▶ Input records
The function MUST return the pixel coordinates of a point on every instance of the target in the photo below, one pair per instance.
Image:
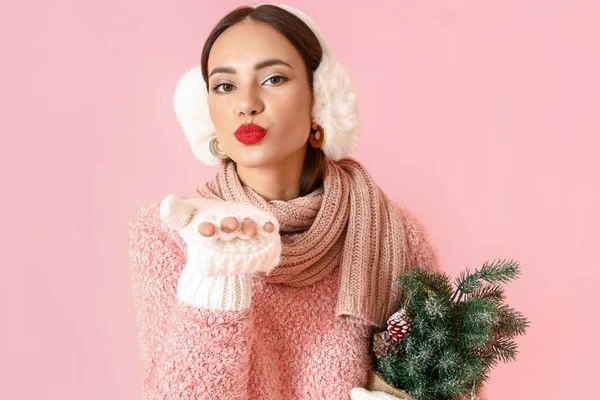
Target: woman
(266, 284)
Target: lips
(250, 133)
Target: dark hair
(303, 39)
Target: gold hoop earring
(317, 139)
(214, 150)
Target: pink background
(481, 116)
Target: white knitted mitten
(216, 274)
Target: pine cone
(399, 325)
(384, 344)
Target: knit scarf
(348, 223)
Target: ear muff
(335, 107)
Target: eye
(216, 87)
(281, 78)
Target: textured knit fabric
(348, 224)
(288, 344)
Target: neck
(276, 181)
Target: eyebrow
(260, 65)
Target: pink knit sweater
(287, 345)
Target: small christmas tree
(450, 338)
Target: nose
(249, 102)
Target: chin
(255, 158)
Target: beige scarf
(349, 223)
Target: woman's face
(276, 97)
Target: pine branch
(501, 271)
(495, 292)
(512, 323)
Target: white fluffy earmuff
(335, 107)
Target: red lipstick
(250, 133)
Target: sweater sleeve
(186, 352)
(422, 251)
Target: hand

▶ What is asked
Pull every line of the records above and reproduce each one word for word, leaving out the pictures.

▶ Solution
The function MUST return the pixel coordinates of a point on every instance of the target in the photo below, one pair per instance.
Image:
Target: woman
(266, 284)
Target: lips
(250, 133)
Target: dark hair
(303, 39)
Target: gold hoop earring
(317, 139)
(214, 150)
Target: pink background
(481, 116)
Target: white knitted mitten
(216, 274)
Target: pine cone
(399, 325)
(384, 344)
Target: knit scarf
(348, 223)
Target: ear muff
(335, 107)
Target: eye
(216, 87)
(281, 78)
Target: textured knit fabric
(348, 224)
(288, 344)
Target: neck
(276, 181)
Target: eyebrow
(260, 65)
Target: pink knit sweater
(287, 345)
Target: small christmas tree
(450, 338)
Target: nose
(249, 102)
Target: chin
(255, 158)
Target: beige scarf
(349, 223)
Target: woman's face
(276, 97)
Target: pine branch
(501, 271)
(495, 292)
(512, 323)
Target: white fluffy earmuff
(335, 107)
Target: red lipstick
(250, 133)
Target: sweater sleeve
(186, 352)
(422, 251)
Target: hand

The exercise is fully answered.